[EXTRAIT DU DOCUMENT]
========================
L'étude a été menée sur un échantillon de 271 patients, dont 164 atteints de cancer, venus à l'hôpital Rambam pour recevoir un traitement de leur maladie, et un groupe témoin de 107 employés en bonne santé parmi le personnel médical. Dans l'étude, qui a été menée entre mars et juin 2020, tous les participants ont subi des tests sanguins, à trois moments différents, afin d'examiner les changements dans le profil de leur système immunitaire. Le test a permis d'analyser les pics de production de trois anticorps - IgG, IgM et IgA - à différents moments de l'exposition au virus, et par conséquent, à différents moment de la réponse immunitaire.
"Nous avons été surpris de constater que les patients cancéreux et les sujets en bonne santé développaient des taux similaires d'anticorps", a déclaré la Professeure Ben Aharon. "2,4 % des patients cancéreux ayant participé à l'étude et 1,9 % des participants sains du groupe de contrôle ont développé des anticorps contre le coronavirus et tous étaient asymptomatiques. De plus, pendant toute la durée de l'étude, aucun patient symptomatique du coronavirus n'a été détecté ». Selon la Professeure Ben Aharon, la technologie CyTOF a été utilisée pour cartographier les cellules du système immunitaire, et elle a montré que, parmi les personnes positives au Covid-19, le profil immunitaire des patients cancéreux était différent de celui des membres du personnel.
"Notre hypothèse est que la différence de réponse des patients cancéreux à la maladie est liée au fait que le traitement anticancéreux modifie le profil du système immunitaire", a déclaré la Professeure Shaked. "Les cellules myéloïdes, qui sont des cellules vitales du système immunitaire, sont gravement endommagées par le coronavirus. Dans la population générale et parmi le personnel médical qui a participé à l'étude, le virus réduit le taux de cellules myéloïdes d'environ 90 % ; chez les patients cancéreux, en revanche, il ne les réduit que de 50 %. Ceci confère aux patients cancéreux une protection relative".
De plus, la Professeure Ben Aharon suggère que les traitements anticancéreux pourraient modifier le profil du système immunitaire et sa fonction, ce qui pourrait limiter la capacité du virus à induire une inflammation grave chez les patients traités. Les chercheurs estiment que c'est la raison pour laquelle la proportion de patients atteints d'un cancer malin non hématologique qui développent une maladie grave est relativement faible par rapport à celle de la population générale, et que la gravité peut être affectée par d'autres co-morbidités (la présence de maladies et/ou divers troubles aigus ou chroniques s'ajoutant à la maladie initiale). Le mécanisme de cette observation est actuellement étudié plus en détails.
========================
[VOTRE CONSIGNE] D'après l'extrait sur l'étude menée à l'hôpital Rambam, de quel pourcentage le virus réduit-il le taux de cellules myéloïdes chez les patients cancéreux ?

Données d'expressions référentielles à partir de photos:
========================
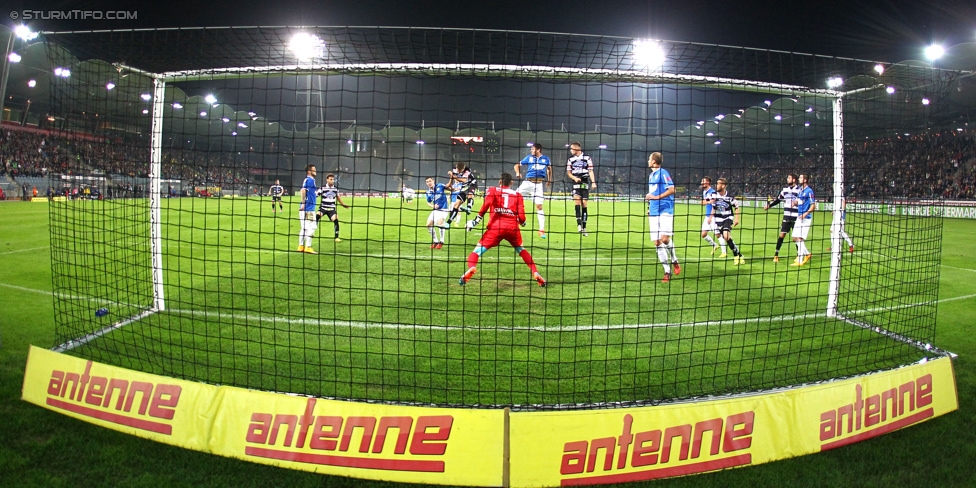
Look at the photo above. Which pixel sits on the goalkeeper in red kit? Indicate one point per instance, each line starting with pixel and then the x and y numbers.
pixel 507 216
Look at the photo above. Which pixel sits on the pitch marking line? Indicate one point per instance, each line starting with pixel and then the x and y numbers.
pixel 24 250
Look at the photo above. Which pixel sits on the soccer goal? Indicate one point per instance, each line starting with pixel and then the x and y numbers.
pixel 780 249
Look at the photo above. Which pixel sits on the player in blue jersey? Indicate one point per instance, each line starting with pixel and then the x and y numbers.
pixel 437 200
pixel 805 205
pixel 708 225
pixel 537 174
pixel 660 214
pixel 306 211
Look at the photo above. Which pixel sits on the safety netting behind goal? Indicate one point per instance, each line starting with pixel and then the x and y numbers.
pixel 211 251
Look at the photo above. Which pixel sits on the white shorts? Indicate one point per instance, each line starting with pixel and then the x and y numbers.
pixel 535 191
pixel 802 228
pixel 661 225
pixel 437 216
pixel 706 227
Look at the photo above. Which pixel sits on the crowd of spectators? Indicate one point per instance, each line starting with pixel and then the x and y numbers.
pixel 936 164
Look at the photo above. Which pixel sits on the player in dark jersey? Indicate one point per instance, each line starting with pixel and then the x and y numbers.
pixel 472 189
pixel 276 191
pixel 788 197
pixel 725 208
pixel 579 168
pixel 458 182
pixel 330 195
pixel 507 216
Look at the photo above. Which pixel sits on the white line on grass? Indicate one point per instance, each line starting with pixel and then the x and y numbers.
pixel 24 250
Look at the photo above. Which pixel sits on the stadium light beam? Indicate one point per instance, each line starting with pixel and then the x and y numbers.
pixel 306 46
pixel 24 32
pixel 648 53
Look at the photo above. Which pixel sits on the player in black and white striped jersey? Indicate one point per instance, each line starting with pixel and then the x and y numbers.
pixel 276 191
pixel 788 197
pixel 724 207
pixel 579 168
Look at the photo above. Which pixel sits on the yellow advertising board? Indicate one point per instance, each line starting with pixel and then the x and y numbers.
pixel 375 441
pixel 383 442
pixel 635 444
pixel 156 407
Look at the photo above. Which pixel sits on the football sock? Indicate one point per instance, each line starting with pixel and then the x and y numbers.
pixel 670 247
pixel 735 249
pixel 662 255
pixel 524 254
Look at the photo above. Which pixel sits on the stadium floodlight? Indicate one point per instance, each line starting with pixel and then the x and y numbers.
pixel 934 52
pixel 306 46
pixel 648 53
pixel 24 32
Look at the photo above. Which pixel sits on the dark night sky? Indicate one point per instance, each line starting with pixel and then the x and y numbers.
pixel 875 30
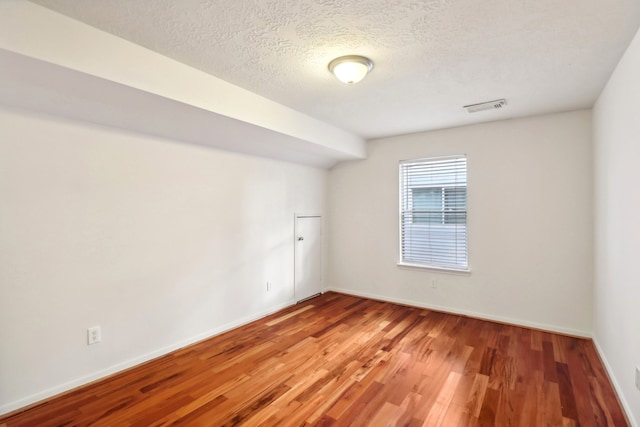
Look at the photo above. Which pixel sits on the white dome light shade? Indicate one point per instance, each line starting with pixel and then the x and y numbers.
========================
[RÉSULTAT] Le virus ne réduit le taux de cellules myéloïdes que de 50 % chez les patients cancéreux.